■ **TEXTO PARA LEITURA**
+ + + + + + +

Ofêndia entregou os dotes e o amor aos dois mancedos sem problemas. Mas, numa noite de junho, em que a chuva deu uma trégua para os lados da Sirimônia, saiu o jovem Alexandre cheio de testosterona direto para casa da musa. Ao entrar na casa, não se sabe se por medo de o irmão mais velho chegar a qualquer momento ou se por precaução mesmo, passou a tranca na porta e reforçou com uma escora. Feito isso, lançou-se sobre a rede de Ofêndia como se fosse Ulisses nos braços de Penélope. Saciado dos prazeres carnais, não resistiu e pediu ao sono forças para uma segunda viagem à ilha dos prazeres. No sono profundo, sonhou que Sinhuca entrava pela porta roubando a sua bela ninfa. Acordou meio sobressaltado. Levantou e tomou uma caneca de água do pote. Foi aí que percebeu um toque leve na porta. A princípio, pensou tratar-se de Chibé, o cão da casa. Mas, depois, viu que se tratava de mão de gente. Ouviu um sussurro. Não podia ser Sinhuca. Não tinha dado tempo de chegar da cidade. Ou era? Não. Pararam de bater. Sentiu um alívio. Isso era ótimo.  Estava com a bexiga a ponto de estourar. Precisava ir no mato aliviar. Não gostava de penico. Isso era coisa de mulher. Não. Homem vai no mato mesmo. Tirou a escora da porta. Abriu-a caladinho e saiu no terreiro. Nem sinal de Chibé. Imaginando ser algum amante à procura de amor, disse bem alto:
 – Homem que é homem não se atrasa! Perde a vez!
Foi até perto do bananal. Desobrigou a bexiga com jeito, encharcando um pé de bananeira nanica.
Nesse momento, enquanto Alexandre aliviava o ventre, Sinhuca, que havia chegado havia pouco da cidade, aproveitou a oportunidade e entrou na “mansão dos prazeres”. Não se sabe o que disse a Ofêndia, mas ela nada disse, aceitou de bom grado que era a vez de Sinhuca, etc.

+ + + + + + +

■ **O QUE FAZER**
1. Copie do texto para leitura o trecho que se abre com as palavras "Nesse momento, enquanto" e se fecha com "de Sinhuca, etc.".
2. No texto para leitura, quem Alexandre pensou, a princípio, que estava tocando na porta?

+ + + + + + +

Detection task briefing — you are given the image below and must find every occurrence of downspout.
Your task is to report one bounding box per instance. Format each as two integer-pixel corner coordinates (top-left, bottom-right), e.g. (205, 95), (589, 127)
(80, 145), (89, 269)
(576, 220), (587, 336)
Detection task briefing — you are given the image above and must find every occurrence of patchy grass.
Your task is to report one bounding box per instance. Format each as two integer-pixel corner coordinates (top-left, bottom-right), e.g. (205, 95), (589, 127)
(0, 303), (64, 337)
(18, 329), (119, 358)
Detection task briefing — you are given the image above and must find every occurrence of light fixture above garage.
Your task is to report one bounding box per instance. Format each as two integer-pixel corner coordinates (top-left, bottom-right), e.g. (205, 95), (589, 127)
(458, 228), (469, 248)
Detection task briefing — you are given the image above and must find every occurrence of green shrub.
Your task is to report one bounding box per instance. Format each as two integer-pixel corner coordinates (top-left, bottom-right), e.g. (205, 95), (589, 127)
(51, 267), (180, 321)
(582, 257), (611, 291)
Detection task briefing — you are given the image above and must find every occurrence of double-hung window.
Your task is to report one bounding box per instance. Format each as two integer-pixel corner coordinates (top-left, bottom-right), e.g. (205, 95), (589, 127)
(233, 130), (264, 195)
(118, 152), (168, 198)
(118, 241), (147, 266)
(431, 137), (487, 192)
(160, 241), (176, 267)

+ + + + + + +

■ **RESULTADOS ESPERADOS**
1.
Nesse momento, enquanto Alexandre aliviava o ventre, Sinhuca, que havia chegado havia pouco da cidade, aproveitou a oportunidade e entrou na “mansão dos prazeres”. Não se sabe o que disse a Ofêndia, mas ela nada disse, aceitou de bom grado que era a vez de Sinhuca, etc.

2. Chibé, o cão da casa.